EXERCISE DESCRIPTION: Copy out every line exactly as given.

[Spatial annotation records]

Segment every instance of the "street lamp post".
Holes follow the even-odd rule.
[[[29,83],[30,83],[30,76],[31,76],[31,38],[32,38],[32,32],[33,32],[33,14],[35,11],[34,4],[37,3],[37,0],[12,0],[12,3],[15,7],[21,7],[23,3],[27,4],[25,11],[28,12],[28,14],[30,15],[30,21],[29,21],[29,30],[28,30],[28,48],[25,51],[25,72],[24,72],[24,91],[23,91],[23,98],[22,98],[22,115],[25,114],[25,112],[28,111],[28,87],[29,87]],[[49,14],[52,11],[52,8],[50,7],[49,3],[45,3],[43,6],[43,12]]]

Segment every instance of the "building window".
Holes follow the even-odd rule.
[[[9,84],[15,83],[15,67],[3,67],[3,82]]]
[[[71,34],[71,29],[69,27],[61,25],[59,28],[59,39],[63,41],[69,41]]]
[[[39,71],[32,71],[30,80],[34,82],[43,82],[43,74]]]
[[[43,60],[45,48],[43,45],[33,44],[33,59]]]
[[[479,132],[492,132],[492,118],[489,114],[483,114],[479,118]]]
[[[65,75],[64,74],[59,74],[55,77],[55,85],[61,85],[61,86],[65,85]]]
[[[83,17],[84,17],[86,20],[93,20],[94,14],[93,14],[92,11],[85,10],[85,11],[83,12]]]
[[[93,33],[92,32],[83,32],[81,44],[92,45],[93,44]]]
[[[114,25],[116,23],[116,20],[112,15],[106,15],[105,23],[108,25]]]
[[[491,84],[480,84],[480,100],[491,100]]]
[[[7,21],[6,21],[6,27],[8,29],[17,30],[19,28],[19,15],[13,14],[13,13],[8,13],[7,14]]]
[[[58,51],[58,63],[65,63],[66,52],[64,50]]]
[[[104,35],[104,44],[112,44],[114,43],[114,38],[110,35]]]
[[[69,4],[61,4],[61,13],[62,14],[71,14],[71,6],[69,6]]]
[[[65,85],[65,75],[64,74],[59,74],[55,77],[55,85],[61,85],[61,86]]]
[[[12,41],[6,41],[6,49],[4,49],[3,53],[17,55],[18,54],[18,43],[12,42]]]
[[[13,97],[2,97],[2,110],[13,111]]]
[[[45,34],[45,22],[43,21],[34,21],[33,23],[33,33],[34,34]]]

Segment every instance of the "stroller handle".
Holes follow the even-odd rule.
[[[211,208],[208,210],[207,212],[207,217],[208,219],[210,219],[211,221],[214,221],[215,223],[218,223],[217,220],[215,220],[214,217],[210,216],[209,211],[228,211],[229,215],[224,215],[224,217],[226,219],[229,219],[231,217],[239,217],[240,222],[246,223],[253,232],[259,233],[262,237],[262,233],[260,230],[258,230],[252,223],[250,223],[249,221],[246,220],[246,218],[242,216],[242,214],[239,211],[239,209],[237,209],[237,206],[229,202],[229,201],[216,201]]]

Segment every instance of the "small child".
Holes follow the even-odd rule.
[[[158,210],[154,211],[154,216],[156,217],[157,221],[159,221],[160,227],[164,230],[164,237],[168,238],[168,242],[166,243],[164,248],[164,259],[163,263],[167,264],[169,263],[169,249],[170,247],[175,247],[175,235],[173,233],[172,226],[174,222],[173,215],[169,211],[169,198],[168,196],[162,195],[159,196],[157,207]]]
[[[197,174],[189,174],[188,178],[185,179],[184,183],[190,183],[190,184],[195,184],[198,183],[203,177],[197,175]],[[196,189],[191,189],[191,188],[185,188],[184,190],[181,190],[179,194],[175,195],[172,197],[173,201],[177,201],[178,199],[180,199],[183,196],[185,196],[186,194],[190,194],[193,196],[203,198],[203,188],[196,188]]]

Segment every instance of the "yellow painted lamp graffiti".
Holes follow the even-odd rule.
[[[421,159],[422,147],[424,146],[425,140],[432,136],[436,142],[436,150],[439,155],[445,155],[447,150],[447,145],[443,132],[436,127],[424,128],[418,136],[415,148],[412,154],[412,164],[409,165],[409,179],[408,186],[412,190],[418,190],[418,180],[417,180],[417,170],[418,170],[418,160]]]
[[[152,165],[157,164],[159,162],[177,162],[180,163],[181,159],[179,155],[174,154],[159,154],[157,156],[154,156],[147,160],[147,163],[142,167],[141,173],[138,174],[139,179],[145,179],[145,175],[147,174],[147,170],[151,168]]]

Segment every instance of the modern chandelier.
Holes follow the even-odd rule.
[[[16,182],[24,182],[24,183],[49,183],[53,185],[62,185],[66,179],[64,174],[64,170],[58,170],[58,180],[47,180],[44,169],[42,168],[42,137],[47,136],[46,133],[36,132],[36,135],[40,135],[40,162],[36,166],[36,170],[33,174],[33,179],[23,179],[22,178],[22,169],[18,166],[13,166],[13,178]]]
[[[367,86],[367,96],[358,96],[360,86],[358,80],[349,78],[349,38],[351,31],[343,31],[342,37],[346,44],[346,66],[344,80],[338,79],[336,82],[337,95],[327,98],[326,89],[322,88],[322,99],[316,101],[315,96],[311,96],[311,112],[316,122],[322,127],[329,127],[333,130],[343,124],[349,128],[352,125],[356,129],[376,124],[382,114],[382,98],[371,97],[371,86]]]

RESPONSE TO THE EXERCISE:
Segment every instance of the "street lamp post".
Holes follow the even-odd rule.
[[[29,83],[30,83],[30,76],[31,76],[31,38],[32,38],[32,32],[33,32],[33,14],[35,11],[34,4],[37,3],[37,0],[12,0],[12,3],[15,7],[21,7],[23,3],[27,4],[25,11],[28,12],[28,14],[30,15],[30,21],[29,21],[29,30],[28,30],[28,48],[25,51],[25,72],[24,72],[24,91],[23,91],[23,98],[22,98],[22,115],[25,114],[25,112],[28,111],[28,87],[29,87]],[[49,14],[52,11],[52,8],[50,7],[49,3],[45,3],[43,6],[43,12]]]

Segment every instance of the "building window".
Holes follow the even-odd rule.
[[[9,84],[15,83],[15,67],[3,67],[3,82]]]
[[[71,34],[71,29],[69,27],[61,25],[59,28],[59,39],[63,41],[69,41]]]
[[[39,71],[32,71],[30,80],[34,82],[43,82],[43,74]]]
[[[43,60],[45,48],[43,45],[33,44],[33,59]]]
[[[479,132],[492,132],[492,118],[489,114],[483,114],[479,118]]]
[[[65,75],[64,74],[59,74],[55,77],[55,85],[61,85],[61,86],[65,85]]]
[[[83,17],[84,17],[86,20],[93,20],[94,14],[93,14],[92,11],[85,10],[85,11],[83,12]]]
[[[93,33],[92,32],[83,32],[81,44],[92,45],[93,44]]]
[[[114,25],[116,23],[116,20],[112,15],[106,15],[105,23],[108,25]]]
[[[491,84],[480,84],[480,100],[491,100]]]
[[[7,21],[6,21],[6,27],[8,29],[17,30],[19,28],[19,15],[13,14],[13,13],[8,13],[7,14]]]
[[[58,51],[58,63],[65,63],[66,52],[64,50]]]
[[[104,35],[104,44],[112,44],[114,43],[114,38],[110,35]]]
[[[69,4],[61,4],[61,13],[62,14],[71,14],[71,6],[69,6]]]
[[[65,85],[65,75],[64,74],[59,74],[55,77],[55,85],[61,85],[61,86]]]
[[[12,41],[6,41],[6,49],[4,49],[3,53],[17,55],[18,54],[18,43],[12,42]]]
[[[13,97],[2,97],[2,110],[13,111]]]
[[[45,34],[45,22],[43,21],[34,21],[33,23],[33,33],[34,34]]]

Segment every instance of the "stroller handle".
Holes follow the even-odd rule.
[[[211,208],[208,210],[207,212],[207,217],[208,219],[210,219],[211,221],[214,221],[215,223],[218,223],[217,220],[215,220],[214,217],[210,216],[209,211],[228,211],[229,215],[224,215],[224,217],[226,219],[229,219],[231,217],[239,217],[240,222],[246,223],[253,232],[259,233],[262,237],[262,233],[260,230],[258,230],[252,223],[250,223],[249,221],[246,220],[246,218],[242,216],[242,214],[239,211],[239,209],[237,209],[237,206],[229,202],[229,201],[216,201]]]

Segment every instance of the "small child".
Holes follow the even-odd rule.
[[[158,210],[154,211],[154,216],[156,217],[157,221],[159,221],[160,227],[164,230],[164,237],[168,238],[168,242],[166,243],[164,248],[164,259],[163,263],[167,264],[169,263],[169,249],[170,247],[175,247],[175,235],[173,233],[172,226],[174,222],[173,215],[169,211],[169,198],[168,196],[162,195],[159,196],[157,207]]]
[[[197,174],[189,174],[188,178],[185,179],[184,183],[190,183],[190,184],[195,184],[198,183],[203,177],[197,175]],[[196,189],[191,189],[191,188],[185,188],[184,190],[181,190],[179,194],[175,195],[172,197],[173,201],[177,201],[178,199],[180,199],[183,196],[185,196],[186,194],[190,194],[193,196],[203,198],[203,188],[196,188]]]

Segment every instance of the "yellow painted lamp graffiti".
Holes follow the even-odd rule.
[[[421,159],[422,147],[424,146],[425,140],[432,136],[436,142],[436,150],[439,155],[445,155],[447,150],[447,145],[443,132],[436,127],[424,128],[418,136],[415,148],[412,154],[412,164],[409,165],[409,179],[408,186],[412,190],[418,190],[418,180],[417,180],[417,170],[418,170],[418,160]]]
[[[152,165],[157,164],[159,162],[177,162],[180,163],[181,159],[179,155],[174,154],[159,154],[157,156],[154,156],[147,160],[147,163],[142,167],[141,173],[138,174],[139,179],[145,179],[145,175],[147,174],[147,170],[151,168]]]

Segment every instance of the modern chandelier.
Holes follow the even-odd rule.
[[[16,182],[24,182],[24,183],[49,183],[53,185],[62,185],[66,179],[64,174],[64,170],[58,170],[58,180],[47,180],[44,169],[42,168],[42,137],[47,136],[46,133],[36,132],[36,135],[40,135],[40,162],[36,166],[36,170],[33,174],[33,179],[23,179],[22,178],[22,169],[18,166],[13,166],[13,178]]]
[[[367,86],[367,96],[358,96],[360,86],[358,80],[349,78],[349,38],[351,31],[343,31],[342,37],[346,44],[346,66],[344,80],[338,79],[336,82],[337,95],[327,98],[326,89],[322,88],[322,99],[316,101],[315,96],[311,96],[311,112],[316,122],[322,127],[329,127],[333,130],[343,124],[349,128],[352,125],[356,129],[376,124],[382,114],[382,98],[371,97],[371,86]]]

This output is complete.